▶ Quoted passage
----------

Improve the quality of source evidence. Digital reporting increases the value of clean, consistent transaction narratives and properly stored receipts. In 2024/25, focus on capturing receipts as you go (for example, using a phone app or a consistent email-to-folder routine) and ensuring that your business and personal spending are cleanly separated.

Standardise categories early. A common pain point under more frequent reporting is constantly reclassifying transactions at year-end. If you choose categories that mirror how you want to understand your business (and how your accountant will use them), you reduce rework and also produce better management information.

Reconcile more often than you think you need. Monthly bank reconciliations are a strong discipline because they flush out missing invoices, duplicated expenses, and misposted items. Year-end planning is not just about 5 April; it is about entering the new year with clean ledgers that do not require heroic clean-up.

----------

▶ Recorded information

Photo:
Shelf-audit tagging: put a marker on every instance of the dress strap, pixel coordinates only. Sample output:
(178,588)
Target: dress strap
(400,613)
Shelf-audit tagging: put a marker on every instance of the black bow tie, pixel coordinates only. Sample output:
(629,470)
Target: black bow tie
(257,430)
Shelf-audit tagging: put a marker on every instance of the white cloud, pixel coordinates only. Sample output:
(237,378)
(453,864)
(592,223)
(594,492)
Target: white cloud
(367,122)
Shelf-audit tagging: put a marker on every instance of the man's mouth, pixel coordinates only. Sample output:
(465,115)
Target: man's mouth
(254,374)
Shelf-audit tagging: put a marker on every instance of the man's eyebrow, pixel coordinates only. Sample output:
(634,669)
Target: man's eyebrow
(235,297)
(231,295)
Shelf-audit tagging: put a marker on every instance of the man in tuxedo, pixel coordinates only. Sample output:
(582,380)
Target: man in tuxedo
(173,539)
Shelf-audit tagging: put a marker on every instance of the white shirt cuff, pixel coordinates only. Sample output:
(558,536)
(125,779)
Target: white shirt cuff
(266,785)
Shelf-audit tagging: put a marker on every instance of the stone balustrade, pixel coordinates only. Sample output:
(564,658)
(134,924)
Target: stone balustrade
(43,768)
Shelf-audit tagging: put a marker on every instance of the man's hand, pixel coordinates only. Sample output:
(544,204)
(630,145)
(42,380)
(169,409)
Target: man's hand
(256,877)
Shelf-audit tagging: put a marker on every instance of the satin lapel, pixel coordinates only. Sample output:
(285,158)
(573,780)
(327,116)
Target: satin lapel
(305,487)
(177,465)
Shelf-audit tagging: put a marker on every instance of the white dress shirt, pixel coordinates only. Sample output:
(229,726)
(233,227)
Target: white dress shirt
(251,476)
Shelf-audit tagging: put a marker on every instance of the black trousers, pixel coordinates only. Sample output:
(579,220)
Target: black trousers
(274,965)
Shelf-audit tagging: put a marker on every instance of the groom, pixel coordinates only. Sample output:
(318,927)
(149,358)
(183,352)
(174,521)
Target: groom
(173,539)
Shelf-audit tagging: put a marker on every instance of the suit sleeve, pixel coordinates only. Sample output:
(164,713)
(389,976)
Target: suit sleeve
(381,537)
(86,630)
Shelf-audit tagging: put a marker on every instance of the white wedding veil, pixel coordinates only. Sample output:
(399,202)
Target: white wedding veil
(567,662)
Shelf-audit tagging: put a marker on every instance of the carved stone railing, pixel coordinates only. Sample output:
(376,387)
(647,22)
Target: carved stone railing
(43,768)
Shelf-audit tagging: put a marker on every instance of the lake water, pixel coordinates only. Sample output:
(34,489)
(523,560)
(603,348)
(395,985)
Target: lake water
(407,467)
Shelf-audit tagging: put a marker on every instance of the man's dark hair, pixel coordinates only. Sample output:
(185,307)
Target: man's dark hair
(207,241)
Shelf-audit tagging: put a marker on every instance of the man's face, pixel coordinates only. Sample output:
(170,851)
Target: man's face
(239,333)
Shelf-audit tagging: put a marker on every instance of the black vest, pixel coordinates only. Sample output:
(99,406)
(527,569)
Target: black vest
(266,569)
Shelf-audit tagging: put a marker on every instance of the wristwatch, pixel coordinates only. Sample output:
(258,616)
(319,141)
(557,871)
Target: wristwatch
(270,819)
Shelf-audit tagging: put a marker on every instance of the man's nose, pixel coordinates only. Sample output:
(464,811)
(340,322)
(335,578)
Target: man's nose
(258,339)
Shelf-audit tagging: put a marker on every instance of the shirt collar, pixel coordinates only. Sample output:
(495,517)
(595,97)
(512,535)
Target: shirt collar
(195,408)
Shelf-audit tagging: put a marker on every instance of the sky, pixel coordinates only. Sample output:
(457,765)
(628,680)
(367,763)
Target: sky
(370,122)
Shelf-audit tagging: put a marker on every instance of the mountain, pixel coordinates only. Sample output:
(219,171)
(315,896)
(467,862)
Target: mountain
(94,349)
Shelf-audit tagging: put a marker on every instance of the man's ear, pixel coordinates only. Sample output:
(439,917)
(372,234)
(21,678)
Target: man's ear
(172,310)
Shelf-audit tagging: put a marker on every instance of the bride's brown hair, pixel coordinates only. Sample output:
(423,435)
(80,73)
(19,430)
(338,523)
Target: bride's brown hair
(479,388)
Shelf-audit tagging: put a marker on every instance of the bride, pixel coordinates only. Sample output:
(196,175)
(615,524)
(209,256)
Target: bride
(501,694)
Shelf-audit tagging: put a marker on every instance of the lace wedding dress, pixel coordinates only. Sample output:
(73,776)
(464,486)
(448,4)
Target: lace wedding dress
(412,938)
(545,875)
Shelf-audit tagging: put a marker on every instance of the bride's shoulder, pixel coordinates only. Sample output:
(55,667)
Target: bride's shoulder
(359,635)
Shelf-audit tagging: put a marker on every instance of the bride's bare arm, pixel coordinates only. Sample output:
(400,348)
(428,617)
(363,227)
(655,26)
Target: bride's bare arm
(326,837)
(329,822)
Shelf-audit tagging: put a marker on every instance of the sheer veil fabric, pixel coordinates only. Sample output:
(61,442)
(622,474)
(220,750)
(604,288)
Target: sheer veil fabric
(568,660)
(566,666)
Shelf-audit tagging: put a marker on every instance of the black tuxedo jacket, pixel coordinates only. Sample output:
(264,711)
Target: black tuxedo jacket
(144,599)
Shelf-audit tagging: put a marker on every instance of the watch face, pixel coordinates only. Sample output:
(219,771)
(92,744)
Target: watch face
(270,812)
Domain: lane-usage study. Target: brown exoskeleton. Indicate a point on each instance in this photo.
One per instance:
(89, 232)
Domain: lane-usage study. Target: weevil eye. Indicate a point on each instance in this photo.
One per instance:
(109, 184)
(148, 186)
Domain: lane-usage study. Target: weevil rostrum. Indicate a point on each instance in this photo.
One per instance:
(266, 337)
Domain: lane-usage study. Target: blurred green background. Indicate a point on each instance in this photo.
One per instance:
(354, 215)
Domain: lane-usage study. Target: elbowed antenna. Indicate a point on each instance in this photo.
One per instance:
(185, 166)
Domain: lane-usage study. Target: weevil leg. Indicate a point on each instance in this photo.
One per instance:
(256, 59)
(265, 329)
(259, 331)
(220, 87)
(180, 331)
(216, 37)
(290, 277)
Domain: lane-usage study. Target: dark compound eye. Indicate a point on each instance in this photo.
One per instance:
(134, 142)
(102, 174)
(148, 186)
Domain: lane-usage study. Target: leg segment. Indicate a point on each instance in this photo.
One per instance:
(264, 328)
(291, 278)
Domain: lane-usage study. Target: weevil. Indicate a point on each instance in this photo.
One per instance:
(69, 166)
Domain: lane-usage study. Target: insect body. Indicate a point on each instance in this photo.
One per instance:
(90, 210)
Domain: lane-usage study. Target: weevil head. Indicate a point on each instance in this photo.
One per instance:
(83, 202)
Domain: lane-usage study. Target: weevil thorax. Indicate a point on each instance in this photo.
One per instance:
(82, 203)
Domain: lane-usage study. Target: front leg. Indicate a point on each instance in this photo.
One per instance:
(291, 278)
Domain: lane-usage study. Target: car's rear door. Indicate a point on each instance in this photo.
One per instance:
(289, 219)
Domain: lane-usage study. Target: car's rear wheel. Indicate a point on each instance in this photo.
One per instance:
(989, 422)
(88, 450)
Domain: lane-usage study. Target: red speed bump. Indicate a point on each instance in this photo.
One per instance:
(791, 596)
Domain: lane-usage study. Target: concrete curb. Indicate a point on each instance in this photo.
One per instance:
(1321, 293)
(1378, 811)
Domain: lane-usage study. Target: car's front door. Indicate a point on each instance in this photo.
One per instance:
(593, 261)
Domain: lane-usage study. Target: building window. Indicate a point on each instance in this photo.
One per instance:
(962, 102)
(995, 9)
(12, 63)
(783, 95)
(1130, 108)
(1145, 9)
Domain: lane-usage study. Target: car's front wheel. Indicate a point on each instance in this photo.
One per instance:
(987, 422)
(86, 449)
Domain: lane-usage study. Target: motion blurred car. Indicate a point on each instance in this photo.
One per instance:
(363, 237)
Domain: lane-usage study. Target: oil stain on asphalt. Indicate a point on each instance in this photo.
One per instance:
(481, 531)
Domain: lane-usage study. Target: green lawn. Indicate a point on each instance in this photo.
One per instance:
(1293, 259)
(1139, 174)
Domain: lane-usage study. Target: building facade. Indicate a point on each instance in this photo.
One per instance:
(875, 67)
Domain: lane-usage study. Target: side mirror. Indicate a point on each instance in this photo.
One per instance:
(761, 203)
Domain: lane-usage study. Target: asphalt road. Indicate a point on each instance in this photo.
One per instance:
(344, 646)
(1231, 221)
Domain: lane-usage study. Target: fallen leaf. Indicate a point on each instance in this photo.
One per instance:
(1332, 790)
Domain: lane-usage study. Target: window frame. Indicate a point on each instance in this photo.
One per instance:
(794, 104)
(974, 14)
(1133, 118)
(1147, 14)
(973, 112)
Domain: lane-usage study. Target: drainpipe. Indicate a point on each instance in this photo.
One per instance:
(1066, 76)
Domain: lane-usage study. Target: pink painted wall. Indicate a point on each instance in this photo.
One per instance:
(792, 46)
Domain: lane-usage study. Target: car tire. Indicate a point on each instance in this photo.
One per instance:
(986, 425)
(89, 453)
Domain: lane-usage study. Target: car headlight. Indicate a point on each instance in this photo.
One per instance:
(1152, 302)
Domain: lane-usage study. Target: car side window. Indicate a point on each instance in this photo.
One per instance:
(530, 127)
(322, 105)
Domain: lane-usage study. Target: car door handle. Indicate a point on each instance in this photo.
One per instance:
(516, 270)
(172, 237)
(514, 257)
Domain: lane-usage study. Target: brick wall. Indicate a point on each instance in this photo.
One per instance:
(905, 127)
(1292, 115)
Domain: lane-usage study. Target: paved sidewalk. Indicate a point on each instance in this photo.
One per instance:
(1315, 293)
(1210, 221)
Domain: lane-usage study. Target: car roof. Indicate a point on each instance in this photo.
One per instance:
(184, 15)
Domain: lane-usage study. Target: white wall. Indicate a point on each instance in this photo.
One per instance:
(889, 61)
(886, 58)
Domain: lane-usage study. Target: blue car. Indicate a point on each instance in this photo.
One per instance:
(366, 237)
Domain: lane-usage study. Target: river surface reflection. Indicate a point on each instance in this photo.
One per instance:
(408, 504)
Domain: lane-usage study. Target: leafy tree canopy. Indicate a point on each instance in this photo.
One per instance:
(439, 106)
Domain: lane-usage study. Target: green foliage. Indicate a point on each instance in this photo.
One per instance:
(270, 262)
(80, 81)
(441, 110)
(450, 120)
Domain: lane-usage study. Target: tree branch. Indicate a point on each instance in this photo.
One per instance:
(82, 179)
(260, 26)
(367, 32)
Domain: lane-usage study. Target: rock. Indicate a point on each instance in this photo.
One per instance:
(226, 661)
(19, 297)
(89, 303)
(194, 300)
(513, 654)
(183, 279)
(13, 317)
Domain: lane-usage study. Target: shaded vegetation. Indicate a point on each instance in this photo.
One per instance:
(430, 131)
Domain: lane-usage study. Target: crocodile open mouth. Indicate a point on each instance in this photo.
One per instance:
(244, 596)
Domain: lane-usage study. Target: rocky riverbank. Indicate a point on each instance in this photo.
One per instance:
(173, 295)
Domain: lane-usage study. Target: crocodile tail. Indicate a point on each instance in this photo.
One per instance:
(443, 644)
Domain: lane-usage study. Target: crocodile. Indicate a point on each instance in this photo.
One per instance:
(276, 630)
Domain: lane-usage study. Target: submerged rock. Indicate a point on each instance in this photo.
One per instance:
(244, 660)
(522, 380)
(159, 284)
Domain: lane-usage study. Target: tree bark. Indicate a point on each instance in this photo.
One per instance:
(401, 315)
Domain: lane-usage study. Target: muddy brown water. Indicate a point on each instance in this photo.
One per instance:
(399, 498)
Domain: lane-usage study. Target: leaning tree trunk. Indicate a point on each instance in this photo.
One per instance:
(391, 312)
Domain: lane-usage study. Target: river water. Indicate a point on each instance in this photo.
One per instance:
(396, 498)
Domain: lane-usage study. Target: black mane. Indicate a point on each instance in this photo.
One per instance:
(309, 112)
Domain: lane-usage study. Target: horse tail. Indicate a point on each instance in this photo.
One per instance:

----------

▶ Aim of the exercise
According to the bookkeeping advice, why should transaction categories be standardized early? Explain in one to three sentences.

▶ Expected answer
With more frequent reporting, a common pain point is constantly reclassifying transactions at year-end. Choosing categories early that reflect how you want to understand your business, and how your accountant will use them, reduces that rework. It also produces better management information.